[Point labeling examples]
===============

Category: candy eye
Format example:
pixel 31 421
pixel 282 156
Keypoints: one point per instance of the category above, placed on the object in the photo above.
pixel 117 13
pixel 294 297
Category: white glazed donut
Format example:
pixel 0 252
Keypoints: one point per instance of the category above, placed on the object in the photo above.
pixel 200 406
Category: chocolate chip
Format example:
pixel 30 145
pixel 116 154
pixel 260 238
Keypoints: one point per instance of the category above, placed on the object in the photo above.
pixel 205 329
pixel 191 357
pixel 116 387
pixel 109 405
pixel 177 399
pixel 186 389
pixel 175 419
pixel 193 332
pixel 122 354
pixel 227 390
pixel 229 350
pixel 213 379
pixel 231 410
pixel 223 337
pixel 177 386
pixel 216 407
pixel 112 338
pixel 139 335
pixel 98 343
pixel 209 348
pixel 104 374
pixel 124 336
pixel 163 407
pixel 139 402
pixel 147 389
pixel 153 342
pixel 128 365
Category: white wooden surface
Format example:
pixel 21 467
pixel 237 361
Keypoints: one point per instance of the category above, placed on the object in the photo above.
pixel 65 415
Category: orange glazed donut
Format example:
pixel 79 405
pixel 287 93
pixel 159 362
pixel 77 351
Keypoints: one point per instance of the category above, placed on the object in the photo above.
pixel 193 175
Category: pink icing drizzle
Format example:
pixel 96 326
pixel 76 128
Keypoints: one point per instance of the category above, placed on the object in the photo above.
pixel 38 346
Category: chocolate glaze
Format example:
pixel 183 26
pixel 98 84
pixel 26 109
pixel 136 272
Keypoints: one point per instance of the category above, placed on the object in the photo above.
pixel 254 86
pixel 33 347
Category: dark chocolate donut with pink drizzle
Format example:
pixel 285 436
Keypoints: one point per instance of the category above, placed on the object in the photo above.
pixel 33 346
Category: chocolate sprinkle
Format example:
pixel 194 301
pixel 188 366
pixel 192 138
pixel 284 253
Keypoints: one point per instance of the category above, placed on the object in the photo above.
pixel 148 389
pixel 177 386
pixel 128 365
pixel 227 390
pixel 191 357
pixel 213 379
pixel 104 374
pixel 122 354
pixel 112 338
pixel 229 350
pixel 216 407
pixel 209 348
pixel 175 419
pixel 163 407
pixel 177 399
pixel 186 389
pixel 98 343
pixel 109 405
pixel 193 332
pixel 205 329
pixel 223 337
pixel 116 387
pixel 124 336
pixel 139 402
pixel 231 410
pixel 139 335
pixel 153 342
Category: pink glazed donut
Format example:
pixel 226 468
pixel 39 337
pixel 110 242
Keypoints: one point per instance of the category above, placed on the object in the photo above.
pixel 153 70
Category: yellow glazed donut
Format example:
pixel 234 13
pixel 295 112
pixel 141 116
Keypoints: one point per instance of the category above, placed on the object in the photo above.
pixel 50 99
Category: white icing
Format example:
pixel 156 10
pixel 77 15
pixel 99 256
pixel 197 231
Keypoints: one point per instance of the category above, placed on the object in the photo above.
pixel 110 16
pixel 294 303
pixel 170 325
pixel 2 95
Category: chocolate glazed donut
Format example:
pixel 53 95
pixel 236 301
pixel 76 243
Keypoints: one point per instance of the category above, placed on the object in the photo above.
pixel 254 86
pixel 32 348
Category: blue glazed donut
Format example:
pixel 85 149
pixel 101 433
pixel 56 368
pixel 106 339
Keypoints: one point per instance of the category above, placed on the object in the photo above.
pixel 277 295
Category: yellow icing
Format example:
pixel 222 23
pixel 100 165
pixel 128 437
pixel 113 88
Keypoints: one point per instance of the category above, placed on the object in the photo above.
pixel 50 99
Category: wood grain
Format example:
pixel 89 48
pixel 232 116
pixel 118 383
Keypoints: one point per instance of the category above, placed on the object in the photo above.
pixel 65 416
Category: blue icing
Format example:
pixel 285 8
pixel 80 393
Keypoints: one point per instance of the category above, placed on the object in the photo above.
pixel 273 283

===============

* Goal: Could you put every line of the rows above into a Markdown table with two columns, "Line No." and "Line Text", numbering the lines in order and leaving out any blank lines?

* Completed task:
| Line No. | Line Text |
|---|---|
| 1 | Category: candy eye |
| 2 | Format example: |
| 3 | pixel 31 421 |
| 4 | pixel 282 156 |
| 5 | Keypoints: one point per instance of the category above, placed on the object in the photo above. |
| 6 | pixel 117 13 |
| 7 | pixel 294 297 |
| 8 | Category: white glazed donut |
| 9 | Format example: |
| 10 | pixel 0 252 |
| 11 | Keypoints: one point per instance of the category above, placed on the object in the photo above. |
| 12 | pixel 200 406 |
| 13 | Category: chocolate chip |
| 14 | Format example: |
| 15 | pixel 30 145 |
| 16 | pixel 116 154 |
| 17 | pixel 260 238 |
| 18 | Keypoints: one point per instance of the category above, placed on the object in the photo above. |
| 19 | pixel 205 329 |
| 20 | pixel 191 357 |
| 21 | pixel 116 387 |
| 22 | pixel 109 405 |
| 23 | pixel 177 399 |
| 24 | pixel 186 389 |
| 25 | pixel 175 419 |
| 26 | pixel 193 332 |
| 27 | pixel 122 354 |
| 28 | pixel 227 390 |
| 29 | pixel 229 350 |
| 30 | pixel 213 379 |
| 31 | pixel 231 410 |
| 32 | pixel 223 337 |
| 33 | pixel 177 386 |
| 34 | pixel 216 407 |
| 35 | pixel 112 338 |
| 36 | pixel 139 335 |
| 37 | pixel 98 343 |
| 38 | pixel 209 348 |
| 39 | pixel 104 374 |
| 40 | pixel 124 336 |
| 41 | pixel 163 407 |
| 42 | pixel 139 402 |
| 43 | pixel 147 389 |
| 44 | pixel 153 342 |
| 45 | pixel 128 365 |
| 46 | Category: white wooden surface |
| 47 | Format example: |
| 48 | pixel 21 467 |
| 49 | pixel 237 361 |
| 50 | Keypoints: one point per instance of the category above, placed on the object in the photo above. |
| 51 | pixel 65 415 |
| 52 | Category: orange glazed donut |
| 53 | Format example: |
| 54 | pixel 79 405 |
| 55 | pixel 287 93 |
| 56 | pixel 159 362 |
| 57 | pixel 77 351 |
| 58 | Keypoints: one point per instance of the category above, placed on the object in the photo above. |
| 59 | pixel 193 175 |
| 60 | Category: pink icing drizzle |
| 61 | Format example: |
| 62 | pixel 96 326 |
| 63 | pixel 76 128 |
| 64 | Keypoints: one point per instance of the category above, placed on the object in the photo above. |
| 65 | pixel 38 346 |
| 66 | Category: chocolate glaze |
| 67 | Format example: |
| 68 | pixel 183 26 |
| 69 | pixel 98 84 |
| 70 | pixel 26 109 |
| 71 | pixel 136 272 |
| 72 | Keypoints: one point per instance of the category above, placed on the object in the photo above. |
| 73 | pixel 254 86 |
| 74 | pixel 33 347 |
| 75 | Category: dark chocolate donut with pink drizzle |
| 76 | Format example: |
| 77 | pixel 285 436 |
| 78 | Keypoints: one point per instance of the category above, placed on the object in the photo above. |
| 79 | pixel 33 346 |
| 80 | Category: chocolate sprinkle |
| 81 | Format example: |
| 82 | pixel 194 301 |
| 83 | pixel 188 366 |
| 84 | pixel 192 138 |
| 85 | pixel 284 253 |
| 86 | Keypoints: one point per instance of the category above, placed on the object in the photo above. |
| 87 | pixel 148 389 |
| 88 | pixel 177 386 |
| 89 | pixel 128 365 |
| 90 | pixel 227 390 |
| 91 | pixel 191 357 |
| 92 | pixel 213 379 |
| 93 | pixel 104 374 |
| 94 | pixel 122 354 |
| 95 | pixel 112 338 |
| 96 | pixel 229 350 |
| 97 | pixel 216 407 |
| 98 | pixel 209 348 |
| 99 | pixel 175 419 |
| 100 | pixel 163 407 |
| 101 | pixel 177 399 |
| 102 | pixel 186 389 |
| 103 | pixel 98 343 |
| 104 | pixel 109 405 |
| 105 | pixel 193 332 |
| 106 | pixel 205 329 |
| 107 | pixel 223 337 |
| 108 | pixel 116 387 |
| 109 | pixel 124 336 |
| 110 | pixel 139 402 |
| 111 | pixel 231 410 |
| 112 | pixel 139 335 |
| 113 | pixel 153 342 |
| 114 | Category: pink glazed donut |
| 115 | Format example: |
| 116 | pixel 226 468 |
| 117 | pixel 39 337 |
| 118 | pixel 110 242 |
| 119 | Keypoints: one point per instance of the category above, placed on the object in the photo above. |
| 120 | pixel 153 70 |
| 121 | Category: yellow glazed donut |
| 122 | Format example: |
| 123 | pixel 234 13 |
| 124 | pixel 295 112 |
| 125 | pixel 141 116 |
| 126 | Keypoints: one point per instance of the category above, placed on the object in the photo above. |
| 127 | pixel 50 99 |
| 128 | Category: white icing |
| 129 | Format example: |
| 130 | pixel 156 10 |
| 131 | pixel 77 15 |
| 132 | pixel 99 256 |
| 133 | pixel 197 231 |
| 134 | Keypoints: one point per instance of the category above, placed on the object in the photo above. |
| 135 | pixel 110 16 |
| 136 | pixel 294 303 |
| 137 | pixel 170 325 |
| 138 | pixel 2 95 |
| 139 | Category: chocolate glazed donut |
| 140 | Format example: |
| 141 | pixel 53 95 |
| 142 | pixel 236 301 |
| 143 | pixel 76 243 |
| 144 | Keypoints: one point per instance of the category above, placed on the object in the photo above. |
| 145 | pixel 254 86 |
| 146 | pixel 32 348 |
| 147 | Category: blue glazed donut |
| 148 | Format example: |
| 149 | pixel 85 149 |
| 150 | pixel 101 433 |
| 151 | pixel 56 368 |
| 152 | pixel 106 339 |
| 153 | Keypoints: one point per instance of the category above, placed on the object in the photo above. |
| 154 | pixel 277 295 |
| 155 | Category: yellow icing |
| 156 | Format example: |
| 157 | pixel 222 23 |
| 158 | pixel 100 165 |
| 159 | pixel 128 437 |
| 160 | pixel 113 88 |
| 161 | Keypoints: one point per instance of the category above, placed on the object in the photo above. |
| 162 | pixel 50 99 |
| 163 | Category: wood grain |
| 164 | Format example: |
| 165 | pixel 89 48 |
| 166 | pixel 232 116 |
| 167 | pixel 118 383 |
| 168 | Keypoints: one point per instance of the category above, placed on the object in the photo above. |
| 169 | pixel 65 416 |
| 170 | Category: blue icing |
| 171 | Format example: |
| 172 | pixel 285 8 |
| 173 | pixel 80 393 |
| 174 | Keypoints: one point per instance of the category above, placed on the object in the photo above. |
| 175 | pixel 273 283 |